> **TEXTO DADO**

—————

EL fallecimiento de John Rawls ha suscitado una ola de comentarios que subrayan los aspectos de su obra más relevantes desde la óptica y circunstancia de sus autores. Vaya por delante la mía: un profesor de filosofía del derecho que, tras haberle dedicado para bien o para mal algunas páginas, contempla las aguerridas reacciones provocadas en España ante la posible constatación en un futuro tratado de la Unión Europea de su bien conocida herencia cristiana, e incluso de alguna mención a Dios.

Puesto a no reiterar diagnósticos tópicos, me permitiría catalogar a Rawls como uno de los más interesantes autores post-iusnaturalistas del recién acabado siglo. Ciertamente, en su búsqueda de un «pluralismo razonable», expresó la convicción de que no cabría llegar a un acuerdo «respecto de los dictados de lo que algunos consideran como la ley natural»; aunque admitiera a la vez que «instituciones que garantizan para todos los ciudadanos los valores políticos incluidos en lo que Hart llama «el contenido mínimo del derecho natural» pueden estimular también una adhesión generalizada».

—————

Registros de etiquetado por segmentación
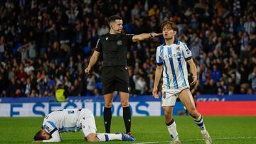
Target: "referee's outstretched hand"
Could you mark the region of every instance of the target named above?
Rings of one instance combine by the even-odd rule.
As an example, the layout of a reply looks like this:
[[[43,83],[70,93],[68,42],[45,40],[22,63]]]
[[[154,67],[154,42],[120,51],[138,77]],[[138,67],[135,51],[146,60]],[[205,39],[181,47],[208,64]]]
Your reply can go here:
[[[85,74],[90,74],[90,67],[87,67],[85,70]]]
[[[163,33],[151,33],[151,35],[152,35],[152,37],[159,37],[160,35],[162,35]]]

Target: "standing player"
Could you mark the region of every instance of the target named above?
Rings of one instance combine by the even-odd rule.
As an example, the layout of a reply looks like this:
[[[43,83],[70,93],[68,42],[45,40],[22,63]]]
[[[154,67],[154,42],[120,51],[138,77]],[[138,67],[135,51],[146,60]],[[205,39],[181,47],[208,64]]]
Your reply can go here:
[[[169,21],[161,24],[165,44],[156,50],[156,63],[153,96],[159,98],[157,87],[163,72],[162,106],[164,111],[167,129],[174,143],[180,143],[176,125],[173,118],[173,109],[176,96],[188,109],[196,124],[199,127],[206,143],[211,143],[210,137],[207,132],[201,115],[197,111],[193,96],[189,90],[186,62],[190,66],[193,74],[193,85],[197,82],[196,65],[191,59],[191,52],[184,43],[177,40],[175,35],[178,33],[176,25]],[[164,71],[163,71],[164,70]]]
[[[154,38],[161,34],[155,33],[140,35],[125,35],[121,33],[123,28],[122,18],[110,16],[107,19],[110,31],[101,35],[97,41],[95,50],[90,58],[88,67],[85,70],[89,73],[97,62],[100,53],[103,55],[102,73],[102,94],[104,95],[104,121],[106,133],[110,133],[112,105],[113,92],[119,92],[120,101],[123,107],[123,118],[126,133],[131,133],[131,111],[129,106],[129,75],[127,67],[127,51],[129,43]]]
[[[134,141],[125,133],[96,133],[96,124],[92,113],[85,109],[63,109],[49,113],[43,120],[42,128],[36,133],[36,142],[60,142],[60,133],[82,131],[85,140],[90,142],[114,140]]]

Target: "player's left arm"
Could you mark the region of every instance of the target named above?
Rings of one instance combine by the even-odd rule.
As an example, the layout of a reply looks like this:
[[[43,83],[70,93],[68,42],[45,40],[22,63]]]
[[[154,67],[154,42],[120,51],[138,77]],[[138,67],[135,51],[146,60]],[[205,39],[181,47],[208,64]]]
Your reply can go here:
[[[191,83],[191,85],[194,85],[197,82],[197,74],[196,74],[196,67],[195,62],[193,62],[193,59],[190,59],[189,60],[186,61],[190,67],[190,72],[192,74],[193,82]]]
[[[193,82],[191,83],[191,85],[194,85],[197,82],[197,75],[196,67],[192,59],[192,52],[184,43],[181,42],[181,49],[185,60],[190,66],[190,72],[192,73]]]
[[[143,40],[145,39],[148,39],[149,38],[154,38],[154,37],[157,37],[162,35],[162,33],[142,33],[139,35],[134,35],[132,37],[132,41],[133,42],[137,42],[137,41],[140,41],[140,40]]]

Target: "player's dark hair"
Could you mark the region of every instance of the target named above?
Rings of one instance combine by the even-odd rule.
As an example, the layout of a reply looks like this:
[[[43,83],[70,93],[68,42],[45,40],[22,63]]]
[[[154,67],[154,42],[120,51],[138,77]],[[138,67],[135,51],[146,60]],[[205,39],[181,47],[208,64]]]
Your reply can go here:
[[[112,16],[107,18],[107,23],[110,24],[111,22],[113,22],[116,20],[122,20],[122,18],[117,15]]]
[[[163,28],[165,26],[169,26],[169,28],[172,30],[174,30],[174,31],[176,31],[176,33],[178,33],[178,28],[176,24],[175,24],[175,23],[171,21],[166,21],[165,22],[164,22],[161,25],[161,29],[163,31]]]
[[[42,131],[40,130],[38,132],[37,132],[34,136],[34,140],[44,140],[44,138],[41,135]]]

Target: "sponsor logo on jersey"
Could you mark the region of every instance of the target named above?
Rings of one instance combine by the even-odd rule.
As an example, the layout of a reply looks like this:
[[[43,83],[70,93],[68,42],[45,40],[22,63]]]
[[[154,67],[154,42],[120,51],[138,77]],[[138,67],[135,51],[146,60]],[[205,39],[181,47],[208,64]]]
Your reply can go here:
[[[117,40],[117,45],[121,45],[122,44],[122,40]]]

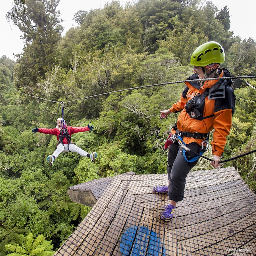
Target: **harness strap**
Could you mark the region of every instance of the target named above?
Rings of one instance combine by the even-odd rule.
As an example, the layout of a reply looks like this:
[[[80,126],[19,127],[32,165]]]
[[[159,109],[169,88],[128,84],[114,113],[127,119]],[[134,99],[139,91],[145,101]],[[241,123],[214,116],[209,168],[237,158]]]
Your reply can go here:
[[[176,138],[178,139],[178,142],[179,142],[179,144],[180,144],[180,145],[183,144],[186,146],[186,144],[183,141],[182,138],[180,136],[177,136]],[[190,159],[190,160],[188,160],[188,158],[187,158],[186,155],[186,151],[185,149],[184,149],[184,148],[183,149],[183,156],[184,157],[184,159],[185,159],[185,161],[188,163],[192,163],[192,162],[194,162],[195,161],[196,161],[200,157],[200,156],[202,156],[204,154],[204,153],[205,150],[204,150],[203,149],[202,149],[199,153],[199,155],[200,155],[199,156],[195,156],[193,158],[192,158],[192,159]]]
[[[194,139],[205,139],[209,135],[209,133],[201,133],[200,132],[182,132],[177,129],[174,130],[176,131],[175,134],[181,134],[182,137],[192,137]]]

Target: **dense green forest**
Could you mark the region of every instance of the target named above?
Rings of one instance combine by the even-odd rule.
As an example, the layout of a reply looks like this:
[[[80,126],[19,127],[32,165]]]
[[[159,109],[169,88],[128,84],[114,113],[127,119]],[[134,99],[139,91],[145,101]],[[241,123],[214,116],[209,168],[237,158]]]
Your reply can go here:
[[[90,210],[70,201],[70,186],[130,171],[165,173],[164,142],[178,116],[160,121],[159,111],[180,99],[183,83],[84,98],[184,80],[192,74],[192,53],[208,41],[223,46],[222,66],[233,76],[256,75],[255,42],[233,36],[228,6],[139,0],[123,7],[113,1],[102,9],[78,10],[77,26],[62,36],[59,2],[26,0],[12,17],[23,33],[23,52],[16,62],[0,59],[1,256],[18,252],[22,241],[36,238],[51,240],[47,255],[59,247]],[[256,149],[256,90],[244,79],[234,81],[236,110],[223,159]],[[255,79],[246,81],[256,87]],[[68,152],[52,167],[47,164],[56,137],[34,134],[31,129],[55,127],[61,101],[68,125],[95,127],[72,138],[84,150],[97,152],[95,163]],[[212,158],[211,149],[206,156]],[[255,157],[223,166],[235,168],[254,193]],[[211,169],[201,159],[193,170]]]

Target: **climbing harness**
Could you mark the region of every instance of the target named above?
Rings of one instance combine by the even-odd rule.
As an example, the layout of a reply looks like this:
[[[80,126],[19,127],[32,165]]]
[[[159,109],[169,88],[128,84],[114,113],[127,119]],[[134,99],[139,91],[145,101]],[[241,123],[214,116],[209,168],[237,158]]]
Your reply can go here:
[[[166,140],[165,144],[164,145],[164,149],[166,149],[169,146],[172,144],[175,141],[177,141],[180,147],[183,149],[182,153],[183,156],[185,161],[188,163],[192,163],[195,161],[196,161],[200,156],[204,158],[205,157],[203,156],[203,154],[204,153],[208,148],[208,138],[209,133],[200,133],[199,132],[181,132],[179,131],[178,129],[176,129],[175,125],[176,126],[176,124],[175,124],[173,128],[176,130],[176,132],[174,135],[171,133],[169,136],[168,139]],[[194,139],[203,139],[204,141],[201,143],[202,149],[201,151],[199,153],[197,153],[194,152],[192,150],[190,150],[183,141],[182,138],[184,137],[192,137]],[[167,145],[168,145],[168,146]],[[186,151],[191,151],[191,153],[195,153],[197,155],[196,156],[193,157],[192,159],[188,159],[186,155]],[[209,159],[208,158],[208,160]],[[211,161],[212,161],[211,160]]]
[[[61,129],[60,132],[58,144],[59,143],[63,144],[63,137],[66,137],[68,141],[68,148],[69,150],[69,148],[68,148],[69,145],[70,143],[72,143],[71,142],[71,136],[68,131],[67,127],[65,127],[66,123],[64,119],[64,102],[63,101],[61,101],[60,102],[60,105],[62,107],[61,108],[62,119],[61,120]]]
[[[174,135],[172,134],[172,133],[171,133],[171,134],[169,135],[169,137],[168,137],[168,139],[167,139],[167,140],[166,140],[166,141],[165,142],[165,144],[164,149],[166,149],[170,145],[171,145],[173,143],[174,143],[175,141],[177,141],[179,143],[179,144],[180,145],[180,148],[182,148],[183,149],[182,153],[183,154],[183,156],[184,156],[184,158],[185,159],[185,161],[186,161],[186,162],[188,162],[188,163],[191,163],[191,162],[195,162],[195,161],[196,161],[200,157],[203,157],[203,158],[204,158],[205,159],[206,159],[207,160],[209,160],[209,161],[210,161],[211,162],[214,162],[214,161],[213,159],[211,159],[210,158],[208,158],[208,157],[206,157],[206,156],[204,156],[203,155],[203,154],[204,154],[204,152],[205,152],[206,151],[207,151],[208,148],[209,142],[208,140],[204,140],[202,142],[202,150],[199,153],[197,153],[197,152],[195,152],[193,150],[191,150],[187,146],[186,144],[183,141],[183,140],[182,140],[182,138],[181,138],[181,135],[182,136],[182,134],[189,135],[189,134],[196,134],[197,133],[198,133],[197,132],[192,133],[192,132],[181,132],[181,133],[178,133],[178,134],[176,134],[175,133],[175,134],[174,134]],[[199,134],[206,134],[199,133]],[[183,137],[184,136],[183,136]],[[193,137],[193,136],[186,136],[185,137],[193,137],[193,138],[194,138],[195,139],[203,138],[195,138],[195,137]],[[166,145],[168,145],[167,147],[165,147]],[[196,155],[197,156],[194,157],[194,158],[192,158],[192,159],[188,160],[187,159],[185,154],[186,152],[187,151],[188,151],[188,152],[190,152],[191,153],[193,153],[193,154],[195,154],[195,155]],[[244,154],[242,154],[242,155],[239,155],[239,156],[235,156],[234,157],[232,157],[231,158],[229,158],[228,159],[226,159],[225,160],[223,160],[222,161],[220,161],[219,162],[219,163],[222,164],[224,163],[226,163],[226,162],[229,162],[229,161],[232,161],[232,160],[235,160],[236,159],[237,159],[238,158],[240,158],[240,157],[243,157],[243,156],[247,156],[248,155],[252,154],[252,153],[254,153],[255,152],[256,152],[256,149],[254,149],[254,150],[252,150],[251,151],[250,151],[249,152],[247,152],[246,153],[245,153]]]

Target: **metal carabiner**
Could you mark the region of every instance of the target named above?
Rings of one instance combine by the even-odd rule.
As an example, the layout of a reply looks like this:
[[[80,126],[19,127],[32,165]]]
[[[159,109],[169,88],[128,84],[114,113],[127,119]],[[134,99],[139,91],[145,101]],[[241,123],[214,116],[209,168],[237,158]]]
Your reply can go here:
[[[204,144],[205,143],[205,145],[204,146]],[[208,145],[209,145],[209,142],[208,140],[204,140],[201,143],[201,145],[202,146],[202,149],[205,151],[206,151],[208,148]]]

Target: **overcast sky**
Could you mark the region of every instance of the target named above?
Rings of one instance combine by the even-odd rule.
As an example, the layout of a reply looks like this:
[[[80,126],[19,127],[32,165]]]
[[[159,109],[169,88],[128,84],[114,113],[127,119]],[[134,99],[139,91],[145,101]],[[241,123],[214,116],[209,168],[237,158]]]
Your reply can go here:
[[[89,11],[92,9],[103,8],[107,2],[112,0],[60,0],[58,6],[61,14],[60,18],[64,20],[62,24],[65,28],[63,36],[72,27],[76,26],[73,20],[75,14],[79,10]],[[120,0],[121,5],[125,5],[126,0]],[[132,0],[131,1],[132,2]],[[230,30],[235,36],[242,39],[249,37],[256,41],[256,29],[254,18],[256,1],[253,0],[213,0],[212,2],[220,10],[226,5],[229,11]],[[14,60],[13,55],[20,53],[24,46],[20,39],[21,33],[17,27],[11,23],[11,26],[5,19],[5,14],[12,8],[13,0],[0,0],[0,22],[2,39],[0,40],[0,57],[5,55]]]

—————

> **SOLICITUD A**
En el texto sobre John Rawls, ¿cómo cataloga el autor a Rawls?
> **SOLICITUD B**
Indica cuántas líneas de los registros contienen la cadena "harness", teniendo en cuenta mayúsculas y minúsculas. Responde únicamente con el número.
El texto y los registros son materiales independientes entre sí.

> **RESPUESTA COMPLETA A**
Como uno de los más interesantes autores post-iusnaturalistas del recién acabado siglo.

> **RESPUESTA COMPLETA B**
2